Some records:

[BEGIN]

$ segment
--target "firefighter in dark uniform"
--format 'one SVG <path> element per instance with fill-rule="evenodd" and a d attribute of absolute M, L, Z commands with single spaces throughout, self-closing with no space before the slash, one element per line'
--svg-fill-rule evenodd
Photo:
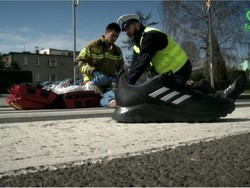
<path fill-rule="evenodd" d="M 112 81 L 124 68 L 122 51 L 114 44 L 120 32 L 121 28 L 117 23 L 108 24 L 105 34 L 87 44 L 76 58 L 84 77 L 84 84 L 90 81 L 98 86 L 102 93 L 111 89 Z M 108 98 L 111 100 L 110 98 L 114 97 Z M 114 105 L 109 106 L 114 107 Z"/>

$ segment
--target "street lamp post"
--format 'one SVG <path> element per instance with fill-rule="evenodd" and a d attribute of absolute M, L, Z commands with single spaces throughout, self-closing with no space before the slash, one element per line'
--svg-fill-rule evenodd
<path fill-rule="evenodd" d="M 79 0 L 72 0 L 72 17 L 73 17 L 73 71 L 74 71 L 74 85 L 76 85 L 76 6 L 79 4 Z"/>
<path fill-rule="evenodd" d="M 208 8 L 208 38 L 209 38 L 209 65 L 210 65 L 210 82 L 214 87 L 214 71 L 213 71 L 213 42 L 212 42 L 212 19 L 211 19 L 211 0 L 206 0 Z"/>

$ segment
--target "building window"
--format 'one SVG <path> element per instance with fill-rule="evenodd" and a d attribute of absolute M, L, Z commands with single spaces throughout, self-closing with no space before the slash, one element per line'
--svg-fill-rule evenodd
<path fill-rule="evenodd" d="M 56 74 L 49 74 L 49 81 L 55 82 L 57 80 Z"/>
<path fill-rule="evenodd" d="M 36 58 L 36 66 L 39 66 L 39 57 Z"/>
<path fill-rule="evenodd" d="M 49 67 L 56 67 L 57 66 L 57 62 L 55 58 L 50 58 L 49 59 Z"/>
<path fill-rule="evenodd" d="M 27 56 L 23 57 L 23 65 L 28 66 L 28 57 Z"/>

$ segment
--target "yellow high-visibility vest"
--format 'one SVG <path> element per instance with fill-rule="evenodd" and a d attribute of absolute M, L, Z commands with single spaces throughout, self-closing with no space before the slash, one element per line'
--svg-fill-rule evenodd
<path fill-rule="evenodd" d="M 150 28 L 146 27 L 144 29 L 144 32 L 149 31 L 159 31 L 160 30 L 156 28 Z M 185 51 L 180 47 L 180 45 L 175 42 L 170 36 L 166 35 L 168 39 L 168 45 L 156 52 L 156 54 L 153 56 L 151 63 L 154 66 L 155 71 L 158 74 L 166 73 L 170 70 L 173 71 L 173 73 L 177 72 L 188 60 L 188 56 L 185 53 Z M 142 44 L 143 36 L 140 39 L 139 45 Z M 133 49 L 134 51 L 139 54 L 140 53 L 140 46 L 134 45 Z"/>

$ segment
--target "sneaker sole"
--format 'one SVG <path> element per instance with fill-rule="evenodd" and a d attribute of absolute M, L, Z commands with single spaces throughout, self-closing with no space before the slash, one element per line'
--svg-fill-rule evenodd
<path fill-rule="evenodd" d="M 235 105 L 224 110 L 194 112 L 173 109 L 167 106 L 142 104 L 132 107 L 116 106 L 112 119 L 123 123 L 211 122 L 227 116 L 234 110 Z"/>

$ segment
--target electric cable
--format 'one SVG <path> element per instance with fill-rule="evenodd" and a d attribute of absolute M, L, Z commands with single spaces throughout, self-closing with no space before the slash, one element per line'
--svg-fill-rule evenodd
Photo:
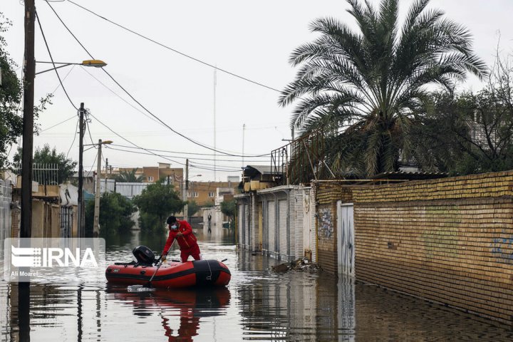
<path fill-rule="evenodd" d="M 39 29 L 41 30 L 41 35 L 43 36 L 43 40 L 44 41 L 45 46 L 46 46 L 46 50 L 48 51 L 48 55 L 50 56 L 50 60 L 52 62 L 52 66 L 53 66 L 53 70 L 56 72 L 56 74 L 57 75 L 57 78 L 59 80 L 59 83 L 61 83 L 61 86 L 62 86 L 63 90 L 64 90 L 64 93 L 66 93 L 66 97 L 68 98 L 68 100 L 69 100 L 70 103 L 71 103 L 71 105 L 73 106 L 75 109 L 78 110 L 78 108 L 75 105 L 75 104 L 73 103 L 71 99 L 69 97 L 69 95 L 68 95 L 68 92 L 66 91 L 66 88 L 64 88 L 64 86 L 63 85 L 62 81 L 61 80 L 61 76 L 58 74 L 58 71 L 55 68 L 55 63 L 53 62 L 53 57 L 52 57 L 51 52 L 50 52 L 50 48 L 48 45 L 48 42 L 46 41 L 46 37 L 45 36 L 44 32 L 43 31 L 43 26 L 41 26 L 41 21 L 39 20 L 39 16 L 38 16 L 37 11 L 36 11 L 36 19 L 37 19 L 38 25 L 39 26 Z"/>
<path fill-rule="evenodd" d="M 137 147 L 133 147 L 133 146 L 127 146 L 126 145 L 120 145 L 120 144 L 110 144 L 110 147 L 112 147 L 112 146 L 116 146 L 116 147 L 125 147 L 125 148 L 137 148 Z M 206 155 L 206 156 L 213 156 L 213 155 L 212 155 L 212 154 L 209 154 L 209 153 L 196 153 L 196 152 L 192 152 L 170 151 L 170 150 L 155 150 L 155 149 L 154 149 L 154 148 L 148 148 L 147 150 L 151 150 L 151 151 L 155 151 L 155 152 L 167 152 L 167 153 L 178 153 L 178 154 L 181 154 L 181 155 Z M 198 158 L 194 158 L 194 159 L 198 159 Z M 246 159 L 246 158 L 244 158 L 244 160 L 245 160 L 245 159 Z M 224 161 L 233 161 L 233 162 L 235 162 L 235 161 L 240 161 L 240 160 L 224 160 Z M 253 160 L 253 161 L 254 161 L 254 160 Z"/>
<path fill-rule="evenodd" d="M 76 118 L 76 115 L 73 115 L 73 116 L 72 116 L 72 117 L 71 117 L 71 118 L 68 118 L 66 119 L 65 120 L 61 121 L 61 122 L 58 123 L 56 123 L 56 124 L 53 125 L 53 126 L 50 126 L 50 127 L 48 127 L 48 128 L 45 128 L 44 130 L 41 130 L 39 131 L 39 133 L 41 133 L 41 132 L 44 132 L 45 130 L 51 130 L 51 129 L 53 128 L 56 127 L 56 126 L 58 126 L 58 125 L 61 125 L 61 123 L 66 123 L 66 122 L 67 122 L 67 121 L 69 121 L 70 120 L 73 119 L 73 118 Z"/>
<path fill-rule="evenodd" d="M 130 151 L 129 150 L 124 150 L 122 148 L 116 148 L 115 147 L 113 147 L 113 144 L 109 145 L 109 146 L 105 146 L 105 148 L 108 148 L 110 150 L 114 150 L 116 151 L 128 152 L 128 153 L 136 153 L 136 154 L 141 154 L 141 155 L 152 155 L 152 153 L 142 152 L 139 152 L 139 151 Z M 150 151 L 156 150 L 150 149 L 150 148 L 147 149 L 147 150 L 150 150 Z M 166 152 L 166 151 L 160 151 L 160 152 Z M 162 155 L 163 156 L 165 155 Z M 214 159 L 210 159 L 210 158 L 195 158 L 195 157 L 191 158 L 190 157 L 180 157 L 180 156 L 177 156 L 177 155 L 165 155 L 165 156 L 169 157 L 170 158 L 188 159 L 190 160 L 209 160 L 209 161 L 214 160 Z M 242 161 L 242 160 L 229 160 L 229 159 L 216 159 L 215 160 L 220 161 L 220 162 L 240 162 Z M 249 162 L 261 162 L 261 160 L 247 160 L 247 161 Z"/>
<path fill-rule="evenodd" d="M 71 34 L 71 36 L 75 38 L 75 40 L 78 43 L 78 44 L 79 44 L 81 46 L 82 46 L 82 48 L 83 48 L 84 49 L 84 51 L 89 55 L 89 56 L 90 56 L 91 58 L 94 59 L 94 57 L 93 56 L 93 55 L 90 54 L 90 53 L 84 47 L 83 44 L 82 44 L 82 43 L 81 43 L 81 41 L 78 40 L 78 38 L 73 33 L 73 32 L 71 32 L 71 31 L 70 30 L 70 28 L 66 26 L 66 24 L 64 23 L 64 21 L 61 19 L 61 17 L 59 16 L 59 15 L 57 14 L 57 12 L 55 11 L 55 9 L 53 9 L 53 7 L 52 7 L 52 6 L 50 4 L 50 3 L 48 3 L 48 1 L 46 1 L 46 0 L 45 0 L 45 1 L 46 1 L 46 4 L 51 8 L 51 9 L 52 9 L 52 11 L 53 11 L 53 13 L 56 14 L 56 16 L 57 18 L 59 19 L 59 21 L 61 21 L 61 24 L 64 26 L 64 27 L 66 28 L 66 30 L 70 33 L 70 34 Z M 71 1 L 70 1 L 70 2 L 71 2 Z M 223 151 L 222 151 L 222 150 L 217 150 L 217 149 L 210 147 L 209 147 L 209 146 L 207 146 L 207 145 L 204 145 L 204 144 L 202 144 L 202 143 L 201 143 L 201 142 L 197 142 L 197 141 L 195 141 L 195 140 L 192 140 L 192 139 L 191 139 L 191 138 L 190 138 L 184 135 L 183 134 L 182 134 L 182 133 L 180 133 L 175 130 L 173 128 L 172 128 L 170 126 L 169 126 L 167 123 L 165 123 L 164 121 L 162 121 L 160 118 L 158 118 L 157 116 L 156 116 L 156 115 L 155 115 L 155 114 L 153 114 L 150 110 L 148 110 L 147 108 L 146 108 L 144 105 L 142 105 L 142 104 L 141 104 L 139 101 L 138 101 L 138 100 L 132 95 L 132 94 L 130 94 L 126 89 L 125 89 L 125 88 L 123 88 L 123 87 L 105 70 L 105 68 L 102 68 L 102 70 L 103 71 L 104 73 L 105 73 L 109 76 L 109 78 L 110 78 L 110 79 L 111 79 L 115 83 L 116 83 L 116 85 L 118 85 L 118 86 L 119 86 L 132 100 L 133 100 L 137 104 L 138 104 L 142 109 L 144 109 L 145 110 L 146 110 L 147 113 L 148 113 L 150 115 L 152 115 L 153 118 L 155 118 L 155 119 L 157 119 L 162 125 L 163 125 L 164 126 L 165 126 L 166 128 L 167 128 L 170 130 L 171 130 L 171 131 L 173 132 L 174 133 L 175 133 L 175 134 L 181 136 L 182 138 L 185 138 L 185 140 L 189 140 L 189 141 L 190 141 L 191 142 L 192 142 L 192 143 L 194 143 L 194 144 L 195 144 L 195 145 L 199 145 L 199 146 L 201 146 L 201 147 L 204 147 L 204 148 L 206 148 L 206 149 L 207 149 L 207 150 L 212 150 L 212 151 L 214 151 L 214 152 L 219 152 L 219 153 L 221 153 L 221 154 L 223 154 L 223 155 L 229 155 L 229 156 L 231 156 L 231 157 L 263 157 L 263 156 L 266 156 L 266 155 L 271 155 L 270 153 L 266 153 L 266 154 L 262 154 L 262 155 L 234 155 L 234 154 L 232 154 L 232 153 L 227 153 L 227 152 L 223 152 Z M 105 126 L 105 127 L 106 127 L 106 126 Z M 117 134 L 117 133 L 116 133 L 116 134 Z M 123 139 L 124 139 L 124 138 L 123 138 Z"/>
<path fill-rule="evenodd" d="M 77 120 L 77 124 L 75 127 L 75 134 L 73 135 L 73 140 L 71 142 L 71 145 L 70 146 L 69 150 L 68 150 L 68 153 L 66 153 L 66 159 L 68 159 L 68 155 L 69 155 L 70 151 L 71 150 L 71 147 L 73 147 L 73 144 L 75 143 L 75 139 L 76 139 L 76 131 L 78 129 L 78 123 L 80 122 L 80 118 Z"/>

[END]

Edit the entries from the beginning through the line with "208 8 L 208" so that "street lamp post" becomes "utility pole" and nothing else changes. Leave the pictures out of your answer.

$ segment
--target "firefighter in dark uniform"
--format 'one SVG <path> element per instance with fill-rule="evenodd" and a d attribute of absolute M, L, Z commands with single spaces throughout, self-closing with no space before the slash, one element per line'
--svg-fill-rule evenodd
Photo:
<path fill-rule="evenodd" d="M 112 81 L 124 68 L 122 51 L 114 44 L 120 32 L 121 28 L 117 23 L 108 24 L 105 34 L 87 44 L 76 58 L 84 77 L 84 84 L 90 81 L 98 86 L 102 93 L 111 89 Z M 108 98 L 111 100 L 110 98 L 114 97 Z M 114 105 L 109 106 L 114 107 Z"/>

$ segment
--target "utility pole"
--format 'one SVG <path> element per instance with fill-rule="evenodd" and a d attribute of absolute M, L, Z commands with single spaces throughout, self-closing with no space before the slash, one element per line'
--svg-fill-rule evenodd
<path fill-rule="evenodd" d="M 79 0 L 72 0 L 72 17 L 73 17 L 73 71 L 74 71 L 74 85 L 76 85 L 76 6 L 79 4 Z"/>
<path fill-rule="evenodd" d="M 208 8 L 208 38 L 209 38 L 209 65 L 210 65 L 210 82 L 214 87 L 214 71 L 213 71 L 213 42 L 212 42 L 212 19 L 211 19 L 211 0 L 206 0 Z"/>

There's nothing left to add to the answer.